- [Text extract]
================================
Sevakudu () is a 2013 Indian Telugu-language vigilante film directed by V. Samudra and starring Srikanth and Charmy Kaur. The film was dubbed in Tamil as  Ini Oru Vidhi Seivom and released in 2014.

Cast 

 Srikanth as Surya
 Charmy Kaur
 Nassar as Ramachandrayya 
 Pradeep Rawat as Balram Jadoo
 M. S. Narayana as Narayana
 Brahmanandam as Brahmi
 Ahuti Prasad
 Manjula Ghattamaneni as Manjula
 Chitti Babu
 Chalapathi Rao 
 Vijayachander
 Hema
 Dasanna
 Jenny
 Sivaji Raja
 Tirupathi Prakash
 Srinivasa Reddy as Raju, Surya's friend
 Sangeetha
 Sattanna
 Krishna as Krishna Prasad (cameo appearance)

Production 
The film began production in 2010 with Srikanth and Vimala Raman in the lead roles; however, Raman was later replaced by Charmy Kaur. The film released in 2013 due to much delay. Manjula Ghattamaneni  and Krishna were signed to portray guest roles.

Soundtrack 
Music by Srikanth Deva.
================================
- [Written problem] Please list every actor in the Sevakudu text's cast list who is given a character name, together with that character name.
================================
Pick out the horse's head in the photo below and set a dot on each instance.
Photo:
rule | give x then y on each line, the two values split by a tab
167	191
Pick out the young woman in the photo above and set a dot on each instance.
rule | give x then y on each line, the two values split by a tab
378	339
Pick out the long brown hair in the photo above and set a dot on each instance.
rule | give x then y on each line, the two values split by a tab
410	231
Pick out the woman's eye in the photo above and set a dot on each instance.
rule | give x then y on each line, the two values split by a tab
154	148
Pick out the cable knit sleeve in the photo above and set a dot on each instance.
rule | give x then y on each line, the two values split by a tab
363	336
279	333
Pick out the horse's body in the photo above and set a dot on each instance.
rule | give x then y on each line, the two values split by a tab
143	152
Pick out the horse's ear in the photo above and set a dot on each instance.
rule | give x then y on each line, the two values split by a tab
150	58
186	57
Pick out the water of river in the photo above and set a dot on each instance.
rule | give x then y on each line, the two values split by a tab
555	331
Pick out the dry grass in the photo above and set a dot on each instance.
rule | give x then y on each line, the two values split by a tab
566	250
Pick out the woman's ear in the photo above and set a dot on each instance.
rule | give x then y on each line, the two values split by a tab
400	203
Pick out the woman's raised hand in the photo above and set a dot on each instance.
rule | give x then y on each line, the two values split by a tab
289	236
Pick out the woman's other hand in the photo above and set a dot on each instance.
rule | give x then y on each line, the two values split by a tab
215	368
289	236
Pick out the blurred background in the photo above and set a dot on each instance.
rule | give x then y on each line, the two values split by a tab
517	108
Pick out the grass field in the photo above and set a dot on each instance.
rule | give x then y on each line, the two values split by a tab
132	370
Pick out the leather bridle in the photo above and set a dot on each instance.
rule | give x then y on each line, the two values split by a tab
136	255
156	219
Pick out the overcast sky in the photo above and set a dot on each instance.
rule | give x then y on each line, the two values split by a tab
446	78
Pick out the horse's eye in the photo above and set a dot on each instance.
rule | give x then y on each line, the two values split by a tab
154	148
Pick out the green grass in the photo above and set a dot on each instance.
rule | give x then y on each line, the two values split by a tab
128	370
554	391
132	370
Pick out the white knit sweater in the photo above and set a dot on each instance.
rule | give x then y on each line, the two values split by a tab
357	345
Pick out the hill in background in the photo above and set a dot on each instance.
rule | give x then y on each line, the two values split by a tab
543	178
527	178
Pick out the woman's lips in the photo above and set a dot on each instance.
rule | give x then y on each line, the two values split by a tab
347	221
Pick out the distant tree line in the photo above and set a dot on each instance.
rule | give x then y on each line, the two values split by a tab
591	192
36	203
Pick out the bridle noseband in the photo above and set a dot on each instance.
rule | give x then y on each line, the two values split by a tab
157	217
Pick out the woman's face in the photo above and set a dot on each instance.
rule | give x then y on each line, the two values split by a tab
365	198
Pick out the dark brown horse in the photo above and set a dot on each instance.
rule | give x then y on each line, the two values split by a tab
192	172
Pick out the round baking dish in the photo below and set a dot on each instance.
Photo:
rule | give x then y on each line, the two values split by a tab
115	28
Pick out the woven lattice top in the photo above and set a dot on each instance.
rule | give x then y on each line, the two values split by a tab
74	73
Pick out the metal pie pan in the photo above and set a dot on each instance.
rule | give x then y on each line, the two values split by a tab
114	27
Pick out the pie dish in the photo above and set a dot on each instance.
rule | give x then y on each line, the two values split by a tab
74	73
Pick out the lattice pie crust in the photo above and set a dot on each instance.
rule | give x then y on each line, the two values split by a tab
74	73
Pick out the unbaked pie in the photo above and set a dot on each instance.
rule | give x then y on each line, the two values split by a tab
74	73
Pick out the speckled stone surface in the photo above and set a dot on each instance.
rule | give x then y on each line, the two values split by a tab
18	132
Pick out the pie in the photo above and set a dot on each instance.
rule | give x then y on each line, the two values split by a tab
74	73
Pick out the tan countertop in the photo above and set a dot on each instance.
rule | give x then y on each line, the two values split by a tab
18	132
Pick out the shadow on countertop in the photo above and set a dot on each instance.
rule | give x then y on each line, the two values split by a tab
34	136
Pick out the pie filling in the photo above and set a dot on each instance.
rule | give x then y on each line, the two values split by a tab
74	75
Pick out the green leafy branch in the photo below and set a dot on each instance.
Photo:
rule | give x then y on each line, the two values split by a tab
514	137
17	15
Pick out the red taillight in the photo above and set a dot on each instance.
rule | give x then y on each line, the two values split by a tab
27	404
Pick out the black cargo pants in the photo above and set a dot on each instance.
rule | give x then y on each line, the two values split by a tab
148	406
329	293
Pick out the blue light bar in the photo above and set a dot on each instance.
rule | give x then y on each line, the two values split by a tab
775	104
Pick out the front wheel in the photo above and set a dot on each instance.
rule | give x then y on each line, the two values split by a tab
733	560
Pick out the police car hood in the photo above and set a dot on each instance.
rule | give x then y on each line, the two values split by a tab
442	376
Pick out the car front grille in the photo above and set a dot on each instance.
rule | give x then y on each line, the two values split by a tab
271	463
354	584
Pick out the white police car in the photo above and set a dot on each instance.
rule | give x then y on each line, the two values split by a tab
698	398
================================
- [Exercise solution]
- Srikanth as Surya
- Nassar as Ramachandrayya
- Pradeep Rawat as Balram Jadoo
- M. S. Narayana as Narayana
- Brahmanandam as Brahmi
- Manjula Ghattamaneni as Manjula
- Srinivasa Reddy as Raju, Surya's friend
- Krishna as Krishna Prasad (cameo appearance)